Point annotation dataset rows
────────

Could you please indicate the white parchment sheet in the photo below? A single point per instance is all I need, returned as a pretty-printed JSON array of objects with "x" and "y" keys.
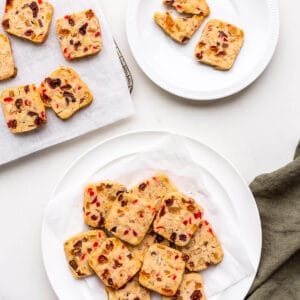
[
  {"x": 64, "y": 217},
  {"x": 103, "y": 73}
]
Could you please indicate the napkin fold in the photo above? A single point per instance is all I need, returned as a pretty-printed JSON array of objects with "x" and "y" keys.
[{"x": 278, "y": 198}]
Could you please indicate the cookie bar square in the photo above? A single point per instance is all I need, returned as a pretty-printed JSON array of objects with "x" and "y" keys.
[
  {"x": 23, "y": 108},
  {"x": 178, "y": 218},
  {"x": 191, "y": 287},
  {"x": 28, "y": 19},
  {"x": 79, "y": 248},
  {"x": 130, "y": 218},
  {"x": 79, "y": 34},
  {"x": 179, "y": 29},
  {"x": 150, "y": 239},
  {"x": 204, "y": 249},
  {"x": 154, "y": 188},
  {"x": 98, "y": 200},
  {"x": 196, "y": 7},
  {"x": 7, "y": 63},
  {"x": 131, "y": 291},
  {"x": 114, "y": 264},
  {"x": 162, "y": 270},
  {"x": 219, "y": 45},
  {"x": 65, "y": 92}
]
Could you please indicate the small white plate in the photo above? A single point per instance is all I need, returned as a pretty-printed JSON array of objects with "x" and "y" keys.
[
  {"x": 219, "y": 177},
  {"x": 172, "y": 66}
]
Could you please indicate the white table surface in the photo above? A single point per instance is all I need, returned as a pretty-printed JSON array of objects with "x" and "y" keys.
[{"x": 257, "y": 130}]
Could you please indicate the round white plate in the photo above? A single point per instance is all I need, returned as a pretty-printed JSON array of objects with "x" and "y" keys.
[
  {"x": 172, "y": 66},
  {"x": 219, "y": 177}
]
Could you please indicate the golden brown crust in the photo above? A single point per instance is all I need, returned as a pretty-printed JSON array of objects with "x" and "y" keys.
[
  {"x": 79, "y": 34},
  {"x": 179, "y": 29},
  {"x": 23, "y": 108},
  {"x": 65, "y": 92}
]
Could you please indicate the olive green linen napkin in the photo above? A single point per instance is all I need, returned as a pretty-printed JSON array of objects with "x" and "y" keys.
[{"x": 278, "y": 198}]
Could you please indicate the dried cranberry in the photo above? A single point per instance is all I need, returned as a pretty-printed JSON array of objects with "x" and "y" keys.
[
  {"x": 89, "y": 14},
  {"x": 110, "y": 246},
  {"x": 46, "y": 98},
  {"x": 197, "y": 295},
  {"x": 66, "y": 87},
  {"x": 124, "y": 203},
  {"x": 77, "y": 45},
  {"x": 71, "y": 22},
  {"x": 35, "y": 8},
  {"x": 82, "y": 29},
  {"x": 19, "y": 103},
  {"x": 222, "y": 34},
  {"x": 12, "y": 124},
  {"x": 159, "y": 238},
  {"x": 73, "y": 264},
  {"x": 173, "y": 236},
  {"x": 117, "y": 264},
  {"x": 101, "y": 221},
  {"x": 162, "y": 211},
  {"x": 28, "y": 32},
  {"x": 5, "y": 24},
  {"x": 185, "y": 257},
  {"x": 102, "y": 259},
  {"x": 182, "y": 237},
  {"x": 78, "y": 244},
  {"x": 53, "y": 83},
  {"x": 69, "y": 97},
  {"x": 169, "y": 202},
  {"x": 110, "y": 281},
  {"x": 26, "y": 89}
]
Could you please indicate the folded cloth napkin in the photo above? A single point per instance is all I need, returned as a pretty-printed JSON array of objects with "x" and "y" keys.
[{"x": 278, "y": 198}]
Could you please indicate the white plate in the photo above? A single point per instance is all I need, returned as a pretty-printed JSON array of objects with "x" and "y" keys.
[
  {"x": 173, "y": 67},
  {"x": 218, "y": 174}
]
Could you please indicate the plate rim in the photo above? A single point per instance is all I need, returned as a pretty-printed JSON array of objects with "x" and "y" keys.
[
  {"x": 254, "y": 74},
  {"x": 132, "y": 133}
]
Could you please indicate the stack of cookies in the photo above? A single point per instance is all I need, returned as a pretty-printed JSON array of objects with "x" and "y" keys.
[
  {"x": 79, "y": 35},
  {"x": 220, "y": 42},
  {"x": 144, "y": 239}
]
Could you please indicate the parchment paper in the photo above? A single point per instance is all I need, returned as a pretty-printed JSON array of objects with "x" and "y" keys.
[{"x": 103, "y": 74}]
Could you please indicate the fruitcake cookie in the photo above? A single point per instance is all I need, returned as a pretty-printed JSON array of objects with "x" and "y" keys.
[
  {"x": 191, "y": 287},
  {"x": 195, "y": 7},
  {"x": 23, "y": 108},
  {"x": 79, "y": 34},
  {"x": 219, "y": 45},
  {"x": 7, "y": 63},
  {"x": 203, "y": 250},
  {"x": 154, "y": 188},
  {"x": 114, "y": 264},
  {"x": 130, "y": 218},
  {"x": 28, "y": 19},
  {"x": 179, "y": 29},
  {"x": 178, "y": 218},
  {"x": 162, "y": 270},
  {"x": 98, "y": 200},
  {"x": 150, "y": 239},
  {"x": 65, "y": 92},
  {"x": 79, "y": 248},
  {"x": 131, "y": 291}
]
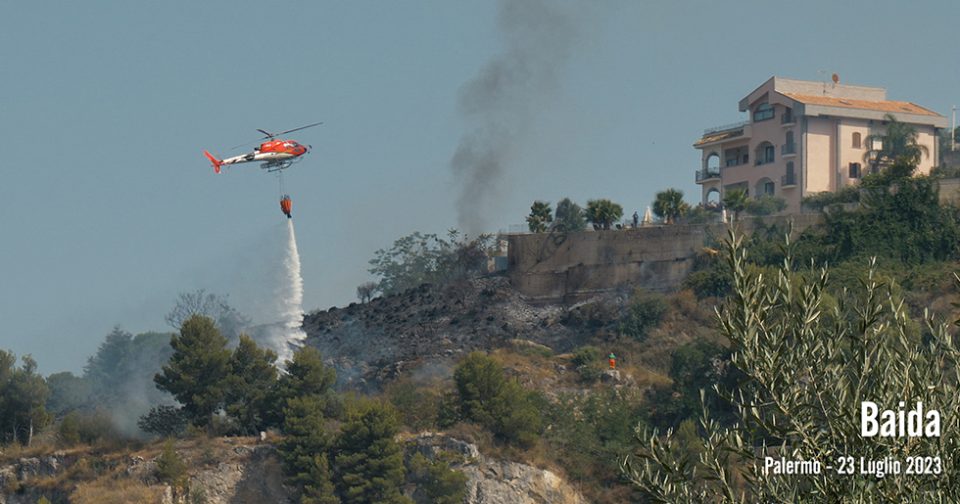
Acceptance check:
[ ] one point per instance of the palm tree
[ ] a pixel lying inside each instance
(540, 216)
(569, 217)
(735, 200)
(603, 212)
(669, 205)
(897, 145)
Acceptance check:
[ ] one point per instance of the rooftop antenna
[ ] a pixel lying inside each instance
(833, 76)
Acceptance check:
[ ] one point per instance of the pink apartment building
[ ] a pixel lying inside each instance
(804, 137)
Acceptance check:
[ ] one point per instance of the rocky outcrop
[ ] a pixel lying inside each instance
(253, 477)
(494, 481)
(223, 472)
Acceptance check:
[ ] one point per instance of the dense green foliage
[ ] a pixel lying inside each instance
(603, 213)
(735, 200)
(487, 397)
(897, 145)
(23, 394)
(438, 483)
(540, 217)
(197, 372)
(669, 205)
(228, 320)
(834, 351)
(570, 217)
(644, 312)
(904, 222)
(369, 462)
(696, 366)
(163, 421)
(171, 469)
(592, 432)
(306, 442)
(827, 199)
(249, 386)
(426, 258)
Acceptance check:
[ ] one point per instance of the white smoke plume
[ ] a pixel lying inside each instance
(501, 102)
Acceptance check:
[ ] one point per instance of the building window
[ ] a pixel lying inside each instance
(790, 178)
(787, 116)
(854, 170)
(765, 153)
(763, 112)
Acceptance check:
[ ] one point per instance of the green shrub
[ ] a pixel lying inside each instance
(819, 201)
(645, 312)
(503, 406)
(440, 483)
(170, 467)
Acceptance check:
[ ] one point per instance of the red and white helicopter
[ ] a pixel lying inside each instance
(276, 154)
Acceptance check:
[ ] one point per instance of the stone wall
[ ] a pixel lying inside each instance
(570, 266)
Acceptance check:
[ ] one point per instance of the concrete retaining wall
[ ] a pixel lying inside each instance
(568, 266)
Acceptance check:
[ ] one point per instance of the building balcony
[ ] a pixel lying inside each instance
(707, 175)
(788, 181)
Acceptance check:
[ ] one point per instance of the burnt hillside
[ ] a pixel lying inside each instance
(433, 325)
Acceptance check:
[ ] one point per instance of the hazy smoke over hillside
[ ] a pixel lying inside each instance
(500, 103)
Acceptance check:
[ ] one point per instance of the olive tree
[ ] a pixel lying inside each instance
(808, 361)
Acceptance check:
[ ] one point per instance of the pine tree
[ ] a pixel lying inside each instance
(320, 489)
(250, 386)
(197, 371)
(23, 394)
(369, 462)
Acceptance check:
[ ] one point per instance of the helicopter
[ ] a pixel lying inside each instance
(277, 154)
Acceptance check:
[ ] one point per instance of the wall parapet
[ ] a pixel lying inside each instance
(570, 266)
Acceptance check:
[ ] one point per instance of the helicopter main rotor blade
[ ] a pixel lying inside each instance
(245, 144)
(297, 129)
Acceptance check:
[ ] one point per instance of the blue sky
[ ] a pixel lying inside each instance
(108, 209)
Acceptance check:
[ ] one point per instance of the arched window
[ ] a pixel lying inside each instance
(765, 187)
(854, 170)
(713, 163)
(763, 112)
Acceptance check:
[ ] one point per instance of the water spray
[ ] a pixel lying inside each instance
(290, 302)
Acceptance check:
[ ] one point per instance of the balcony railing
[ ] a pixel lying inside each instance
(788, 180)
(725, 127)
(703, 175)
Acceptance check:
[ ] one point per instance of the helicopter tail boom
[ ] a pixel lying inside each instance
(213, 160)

────────

STATED GOAL:
Pull out every line of the rows above that contains the string "parchment". Case matters.

EXPECTED OUTPUT:
Could you please indicate the white parchment sheet in the photo below? A single point per instance is all I need, returned as a pretty-printed JSON array of objects with "x" and "y" keys.
Could you please indicate the parchment paper in the photo above? A single point per instance is all I need, returned as a pretty-printed JSON array of objects with "x" and "y" keys.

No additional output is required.